Can you rewrite all of this material with "pin" changed to "marker" and everything else kept the same? Leave the pictures out of your answer.

○ ○ ○ ○ ○ ○ ○

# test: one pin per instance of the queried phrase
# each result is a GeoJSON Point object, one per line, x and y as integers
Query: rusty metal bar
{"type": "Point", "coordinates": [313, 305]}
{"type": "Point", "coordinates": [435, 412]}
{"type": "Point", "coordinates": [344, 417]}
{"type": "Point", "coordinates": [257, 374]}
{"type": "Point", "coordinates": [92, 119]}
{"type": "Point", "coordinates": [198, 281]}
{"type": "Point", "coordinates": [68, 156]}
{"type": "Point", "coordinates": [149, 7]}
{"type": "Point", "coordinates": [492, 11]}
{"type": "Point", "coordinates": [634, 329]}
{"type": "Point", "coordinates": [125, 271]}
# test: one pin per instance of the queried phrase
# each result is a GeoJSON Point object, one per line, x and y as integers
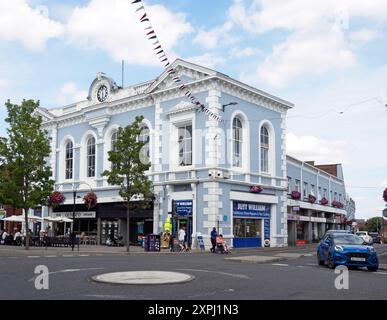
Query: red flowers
{"type": "Point", "coordinates": [90, 200]}
{"type": "Point", "coordinates": [256, 189]}
{"type": "Point", "coordinates": [295, 195]}
{"type": "Point", "coordinates": [337, 204]}
{"type": "Point", "coordinates": [312, 198]}
{"type": "Point", "coordinates": [56, 199]}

○ ○ ○ ○ ○ ○ ○

- **Result of the task**
# test: one marker per instance of the queried phrase
# each result is a GeoJSON Point object, one per line, x and y as integers
Query: rusty metal bar
{"type": "Point", "coordinates": [313, 305]}
{"type": "Point", "coordinates": [435, 412]}
{"type": "Point", "coordinates": [344, 417]}
{"type": "Point", "coordinates": [257, 374]}
{"type": "Point", "coordinates": [92, 119]}
{"type": "Point", "coordinates": [198, 281]}
{"type": "Point", "coordinates": [68, 156]}
{"type": "Point", "coordinates": [149, 7]}
{"type": "Point", "coordinates": [492, 11]}
{"type": "Point", "coordinates": [634, 329]}
{"type": "Point", "coordinates": [125, 271]}
# test: one marker per instance of the queried phrase
# each result is a GeoJSON Point object, one per line, x and y as integers
Query: red flowers
{"type": "Point", "coordinates": [90, 200]}
{"type": "Point", "coordinates": [256, 189]}
{"type": "Point", "coordinates": [295, 195]}
{"type": "Point", "coordinates": [337, 204]}
{"type": "Point", "coordinates": [312, 198]}
{"type": "Point", "coordinates": [56, 199]}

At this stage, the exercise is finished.